▸ **Consigne 1**:
D'après l'extrait d'homélie reproduit ci-dessous, en quoi consiste le peu de foi de Pierre ?
#### Extrait du document
Homélie du XXè dimanche du temps ordinaire – Année A

2018-01-28T20:13:00+01:0021 août 2017|

Mes chers frères et sœurs ! Dimanche dernier, la liturgie de la Parole de Dieu, et l’Évangile en particulier avait pour thème : la foi. Le peu de foi de Pierre, le premier des apôtres qui n’a pas fait confiance à Jésus en ayant peur lors d’une courte marche sur les eaux. Mardi, nous avons célébré l’Assomption qui nous invitait à contempler Marie, exaltée grâce à sa foi en Dieu. Aujourd’hui encore, l’Évangile vient nous parler de la foi dans cet épisode de la femme Cananéenne.
########
#### Données de l'exercice
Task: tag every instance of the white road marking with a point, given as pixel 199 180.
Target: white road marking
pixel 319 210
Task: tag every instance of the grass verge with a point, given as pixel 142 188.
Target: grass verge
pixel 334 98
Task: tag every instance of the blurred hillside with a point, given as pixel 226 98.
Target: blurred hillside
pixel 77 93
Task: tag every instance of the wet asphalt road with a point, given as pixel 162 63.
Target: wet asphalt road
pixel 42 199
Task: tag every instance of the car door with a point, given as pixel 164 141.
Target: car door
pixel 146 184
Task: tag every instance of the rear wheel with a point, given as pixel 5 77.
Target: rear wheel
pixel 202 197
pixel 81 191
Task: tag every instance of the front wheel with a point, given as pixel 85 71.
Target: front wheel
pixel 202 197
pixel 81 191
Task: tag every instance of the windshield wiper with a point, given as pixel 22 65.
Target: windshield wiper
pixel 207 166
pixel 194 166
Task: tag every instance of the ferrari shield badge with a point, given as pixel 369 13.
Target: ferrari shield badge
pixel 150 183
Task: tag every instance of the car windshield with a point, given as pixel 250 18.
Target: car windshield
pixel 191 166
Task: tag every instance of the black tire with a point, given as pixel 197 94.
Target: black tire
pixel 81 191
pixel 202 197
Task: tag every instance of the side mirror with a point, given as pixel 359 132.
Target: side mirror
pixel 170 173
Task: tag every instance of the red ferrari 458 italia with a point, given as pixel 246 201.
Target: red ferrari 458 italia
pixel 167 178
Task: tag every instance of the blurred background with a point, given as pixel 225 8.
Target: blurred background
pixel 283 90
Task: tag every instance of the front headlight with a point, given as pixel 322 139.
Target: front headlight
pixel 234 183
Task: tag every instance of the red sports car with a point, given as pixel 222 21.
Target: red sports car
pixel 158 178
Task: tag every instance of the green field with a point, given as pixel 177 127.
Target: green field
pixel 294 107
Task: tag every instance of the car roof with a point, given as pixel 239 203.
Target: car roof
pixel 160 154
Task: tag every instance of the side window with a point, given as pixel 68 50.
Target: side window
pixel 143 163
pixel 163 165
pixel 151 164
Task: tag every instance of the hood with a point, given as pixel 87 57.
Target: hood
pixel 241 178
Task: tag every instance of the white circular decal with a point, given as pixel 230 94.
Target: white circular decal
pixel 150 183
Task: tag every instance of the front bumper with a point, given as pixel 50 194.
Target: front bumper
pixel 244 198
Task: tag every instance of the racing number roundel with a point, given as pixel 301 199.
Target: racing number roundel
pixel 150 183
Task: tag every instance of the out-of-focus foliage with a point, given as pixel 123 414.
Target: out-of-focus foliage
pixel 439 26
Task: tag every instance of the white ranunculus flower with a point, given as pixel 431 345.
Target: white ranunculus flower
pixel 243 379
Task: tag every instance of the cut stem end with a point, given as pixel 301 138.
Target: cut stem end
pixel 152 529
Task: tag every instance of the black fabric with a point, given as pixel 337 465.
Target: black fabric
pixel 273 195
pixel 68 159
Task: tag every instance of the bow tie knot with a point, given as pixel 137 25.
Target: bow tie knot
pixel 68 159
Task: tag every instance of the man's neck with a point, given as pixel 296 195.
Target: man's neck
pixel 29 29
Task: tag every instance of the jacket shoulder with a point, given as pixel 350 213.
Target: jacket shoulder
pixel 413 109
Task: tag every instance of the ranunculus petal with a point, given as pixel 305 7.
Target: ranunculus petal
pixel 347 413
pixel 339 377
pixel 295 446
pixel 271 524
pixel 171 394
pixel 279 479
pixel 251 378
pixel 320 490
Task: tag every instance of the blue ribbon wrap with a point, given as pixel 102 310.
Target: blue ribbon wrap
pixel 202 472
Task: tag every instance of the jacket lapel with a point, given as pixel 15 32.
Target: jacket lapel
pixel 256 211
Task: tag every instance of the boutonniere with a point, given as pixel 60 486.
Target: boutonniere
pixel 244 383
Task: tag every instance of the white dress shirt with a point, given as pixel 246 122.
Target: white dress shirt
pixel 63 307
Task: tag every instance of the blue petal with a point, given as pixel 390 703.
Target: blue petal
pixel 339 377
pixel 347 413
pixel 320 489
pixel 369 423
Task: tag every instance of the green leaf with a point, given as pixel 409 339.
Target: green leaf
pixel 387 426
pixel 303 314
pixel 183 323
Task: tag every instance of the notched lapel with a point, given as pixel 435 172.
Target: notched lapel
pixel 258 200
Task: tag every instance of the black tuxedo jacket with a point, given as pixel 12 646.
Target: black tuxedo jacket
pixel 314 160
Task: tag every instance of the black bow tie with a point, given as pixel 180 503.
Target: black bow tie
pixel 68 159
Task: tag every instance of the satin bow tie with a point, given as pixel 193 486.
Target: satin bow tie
########
▸ **Consigne 2**:
Restituez sous forme de liste JSON de chaînes, à raison d'une chaîne par ligne et sans les lignes vides, tout ce qui va du début des entrées d'étiquetage de position d'objets jusqu'à la ligne contenant « pixel 294 107 », celle-ci comprise.

▸ **Corrigé complet 1**:
Pierre, le premier des apôtres, n'a pas fait confiance à Jésus. Il a eu peur lors d'une courte marche sur les eaux.

▸ **Corrigé complet 2**:
[
  "Task: tag every instance of the white road marking with a point, given as pixel 199 180.",
  "Target: white road marking",
  "pixel 319 210",
  "Task: tag every instance of the grass verge with a point, given as pixel 142 188.",
  "Target: grass verge",
  "pixel 334 98",
  "Task: tag every instance of the blurred hillside with a point, given as pixel 226 98.",
  "Target: blurred hillside",
  "pixel 77 93",
  "Task: tag every instance of the wet asphalt road with a point, given as pixel 162 63.",
  "Target: wet asphalt road",
  "pixel 42 199",
  "Task: tag every instance of the car door with a point, given as pixel 164 141.",
  "Target: car door",
  "pixel 146 184",
  "Task: tag every instance of the rear wheel with a point, given as pixel 5 77.",
  "Target: rear wheel",
  "pixel 202 197",
  "pixel 81 191",
  "Task: tag every instance of the front wheel with a point, given as pixel 85 71.",
  "Target: front wheel",
  "pixel 202 197",
  "pixel 81 191",
  "Task: tag every instance of the windshield wiper with a point, given as pixel 22 65.",
  "Target: windshield wiper",
  "pixel 207 166",
  "pixel 194 166",
  "Task: tag every instance of the ferrari shield badge with a point, given as pixel 369 13.",
  "Target: ferrari shield badge",
  "pixel 150 183",
  "Task: tag every instance of the car windshield with a point, given as pixel 250 18.",
  "Target: car windshield",
  "pixel 191 166",
  "Task: tag every instance of the black tire with a point, given as pixel 197 94.",
  "Target: black tire",
  "pixel 81 191",
  "pixel 202 197",
  "Task: tag every instance of the side mirror with a point, given as pixel 359 132.",
  "Target: side mirror",
  "pixel 170 173",
  "Task: tag every instance of the red ferrari 458 italia with a point, given as pixel 246 201.",
  "Target: red ferrari 458 italia",
  "pixel 167 178",
  "Task: tag every instance of the blurred background with a point, given as pixel 225 8.",
  "Target: blurred background",
  "pixel 283 90",
  "Task: tag every instance of the front headlight with a point, given as pixel 322 139.",
  "Target: front headlight",
  "pixel 234 183",
  "Task: tag every instance of the red sports car with a point, given as pixel 222 21.",
  "Target: red sports car",
  "pixel 158 178",
  "Task: tag every instance of the green field with a point, given as pixel 177 127.",
  "Target: green field",
  "pixel 294 107"
]